(GIVEN REQUEST): Go to the line that contains "of the blue" and extract it along with every line after it, exactly, through the end of the data below.

start LISTED ENTRIES

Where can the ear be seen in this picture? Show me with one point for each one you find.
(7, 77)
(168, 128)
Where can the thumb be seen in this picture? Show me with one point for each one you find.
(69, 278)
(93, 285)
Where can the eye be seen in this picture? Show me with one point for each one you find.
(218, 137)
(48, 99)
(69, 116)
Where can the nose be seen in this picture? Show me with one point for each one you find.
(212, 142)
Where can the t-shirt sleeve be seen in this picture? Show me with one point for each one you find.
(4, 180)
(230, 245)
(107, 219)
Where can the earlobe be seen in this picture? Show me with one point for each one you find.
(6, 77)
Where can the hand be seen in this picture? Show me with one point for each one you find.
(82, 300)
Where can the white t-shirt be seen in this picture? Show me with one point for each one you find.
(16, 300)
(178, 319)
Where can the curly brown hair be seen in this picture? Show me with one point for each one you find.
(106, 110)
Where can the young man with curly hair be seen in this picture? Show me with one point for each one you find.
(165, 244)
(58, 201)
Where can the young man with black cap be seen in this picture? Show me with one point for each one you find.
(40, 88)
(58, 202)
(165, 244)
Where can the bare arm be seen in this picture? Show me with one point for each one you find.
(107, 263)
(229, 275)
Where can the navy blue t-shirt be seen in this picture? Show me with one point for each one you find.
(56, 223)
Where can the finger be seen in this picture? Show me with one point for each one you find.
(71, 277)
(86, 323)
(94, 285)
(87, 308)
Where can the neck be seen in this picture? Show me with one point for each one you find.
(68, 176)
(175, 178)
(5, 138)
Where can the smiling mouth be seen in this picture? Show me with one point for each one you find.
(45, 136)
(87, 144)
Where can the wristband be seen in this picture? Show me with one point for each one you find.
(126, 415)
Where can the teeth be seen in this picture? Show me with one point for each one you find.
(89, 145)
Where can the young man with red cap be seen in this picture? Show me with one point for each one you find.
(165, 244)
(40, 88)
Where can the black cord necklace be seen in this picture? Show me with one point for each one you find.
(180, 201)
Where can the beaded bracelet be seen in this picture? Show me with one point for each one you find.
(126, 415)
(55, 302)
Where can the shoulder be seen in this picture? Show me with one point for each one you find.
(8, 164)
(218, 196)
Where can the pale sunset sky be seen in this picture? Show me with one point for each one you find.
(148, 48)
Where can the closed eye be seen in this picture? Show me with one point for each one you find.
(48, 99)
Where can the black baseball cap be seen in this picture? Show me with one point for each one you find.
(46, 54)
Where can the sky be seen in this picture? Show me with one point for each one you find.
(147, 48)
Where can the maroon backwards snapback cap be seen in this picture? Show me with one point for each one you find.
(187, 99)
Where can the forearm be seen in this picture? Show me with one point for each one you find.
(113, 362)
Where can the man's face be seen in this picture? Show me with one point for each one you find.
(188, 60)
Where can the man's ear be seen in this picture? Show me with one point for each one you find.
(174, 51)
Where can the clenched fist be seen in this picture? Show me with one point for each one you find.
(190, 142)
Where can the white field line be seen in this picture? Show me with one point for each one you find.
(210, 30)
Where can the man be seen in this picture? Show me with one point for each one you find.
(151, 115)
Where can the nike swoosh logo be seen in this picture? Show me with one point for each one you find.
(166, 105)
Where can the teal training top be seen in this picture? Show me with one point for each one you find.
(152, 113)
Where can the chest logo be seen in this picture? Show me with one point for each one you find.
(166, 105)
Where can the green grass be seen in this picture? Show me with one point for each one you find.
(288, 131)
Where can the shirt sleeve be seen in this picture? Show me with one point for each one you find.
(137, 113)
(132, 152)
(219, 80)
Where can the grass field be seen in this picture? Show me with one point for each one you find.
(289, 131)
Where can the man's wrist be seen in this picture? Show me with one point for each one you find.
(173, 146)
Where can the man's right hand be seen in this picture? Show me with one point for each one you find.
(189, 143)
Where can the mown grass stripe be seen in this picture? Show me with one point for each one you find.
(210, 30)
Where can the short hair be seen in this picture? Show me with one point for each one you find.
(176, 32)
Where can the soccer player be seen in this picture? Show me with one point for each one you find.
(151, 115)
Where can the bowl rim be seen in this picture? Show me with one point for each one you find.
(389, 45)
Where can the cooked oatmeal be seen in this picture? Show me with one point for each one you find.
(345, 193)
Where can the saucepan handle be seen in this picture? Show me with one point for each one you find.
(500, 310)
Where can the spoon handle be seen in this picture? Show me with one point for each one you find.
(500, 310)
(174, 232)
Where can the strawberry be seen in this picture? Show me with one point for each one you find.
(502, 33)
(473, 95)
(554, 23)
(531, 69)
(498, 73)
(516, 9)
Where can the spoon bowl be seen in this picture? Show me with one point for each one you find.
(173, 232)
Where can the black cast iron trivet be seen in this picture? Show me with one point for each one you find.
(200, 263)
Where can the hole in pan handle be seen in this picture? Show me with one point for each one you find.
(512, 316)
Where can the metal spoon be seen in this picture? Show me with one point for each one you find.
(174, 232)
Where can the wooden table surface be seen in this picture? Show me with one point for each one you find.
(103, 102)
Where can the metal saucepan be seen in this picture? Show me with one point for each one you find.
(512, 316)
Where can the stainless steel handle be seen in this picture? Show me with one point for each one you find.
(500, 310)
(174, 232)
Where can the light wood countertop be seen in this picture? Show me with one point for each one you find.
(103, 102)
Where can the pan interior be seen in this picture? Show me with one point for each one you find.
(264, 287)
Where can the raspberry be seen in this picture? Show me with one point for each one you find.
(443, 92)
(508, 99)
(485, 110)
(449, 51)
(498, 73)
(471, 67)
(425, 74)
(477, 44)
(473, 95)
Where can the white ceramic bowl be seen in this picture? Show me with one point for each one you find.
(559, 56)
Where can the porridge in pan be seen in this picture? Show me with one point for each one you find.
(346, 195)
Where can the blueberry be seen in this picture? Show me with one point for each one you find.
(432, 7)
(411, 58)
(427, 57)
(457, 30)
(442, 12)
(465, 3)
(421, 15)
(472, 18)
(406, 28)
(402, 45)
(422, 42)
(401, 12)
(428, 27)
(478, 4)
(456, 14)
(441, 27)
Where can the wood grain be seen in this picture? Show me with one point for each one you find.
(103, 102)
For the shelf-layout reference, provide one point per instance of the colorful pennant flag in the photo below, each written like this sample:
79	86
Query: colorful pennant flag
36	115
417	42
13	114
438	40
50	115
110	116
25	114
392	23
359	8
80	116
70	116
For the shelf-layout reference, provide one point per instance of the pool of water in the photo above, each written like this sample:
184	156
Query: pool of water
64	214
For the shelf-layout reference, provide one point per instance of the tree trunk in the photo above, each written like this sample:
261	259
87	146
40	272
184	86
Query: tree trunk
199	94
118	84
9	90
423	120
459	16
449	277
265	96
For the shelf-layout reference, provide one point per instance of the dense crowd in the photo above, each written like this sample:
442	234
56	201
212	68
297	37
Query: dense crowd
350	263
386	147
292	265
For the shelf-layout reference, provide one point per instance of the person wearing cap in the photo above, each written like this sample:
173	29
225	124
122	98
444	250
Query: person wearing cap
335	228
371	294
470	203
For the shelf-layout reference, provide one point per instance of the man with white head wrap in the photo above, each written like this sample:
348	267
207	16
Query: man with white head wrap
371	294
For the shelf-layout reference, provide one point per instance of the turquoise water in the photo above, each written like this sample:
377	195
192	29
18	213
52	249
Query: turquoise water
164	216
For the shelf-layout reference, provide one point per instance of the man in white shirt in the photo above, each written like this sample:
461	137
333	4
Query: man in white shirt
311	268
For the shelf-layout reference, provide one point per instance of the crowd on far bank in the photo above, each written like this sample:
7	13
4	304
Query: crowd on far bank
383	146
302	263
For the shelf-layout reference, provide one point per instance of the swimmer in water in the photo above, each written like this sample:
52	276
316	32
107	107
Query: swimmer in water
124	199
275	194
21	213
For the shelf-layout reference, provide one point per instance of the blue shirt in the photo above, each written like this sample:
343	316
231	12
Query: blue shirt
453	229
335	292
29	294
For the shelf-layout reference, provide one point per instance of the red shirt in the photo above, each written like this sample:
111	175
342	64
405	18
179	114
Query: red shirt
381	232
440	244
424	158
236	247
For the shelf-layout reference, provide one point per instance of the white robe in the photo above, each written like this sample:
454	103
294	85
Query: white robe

end LISTED ENTRIES

(REPLY):
For the shelf-layout reference, provide one point per instance of the blue shirt in the photo above, each written like this sample:
343	316
231	12
Query: blue shirt
453	229
335	292
29	294
For the shelf-layout reference, provide one point per instance of the red shirt in the photo above, each written like this sample:
111	175
342	64
405	18
179	114
Query: red shirt
381	232
440	244
424	158
236	247
For the shelf-layout reference, provide one point per instance of the white robe in the photo above, each written like this sample:
454	103
294	85
Query: white robe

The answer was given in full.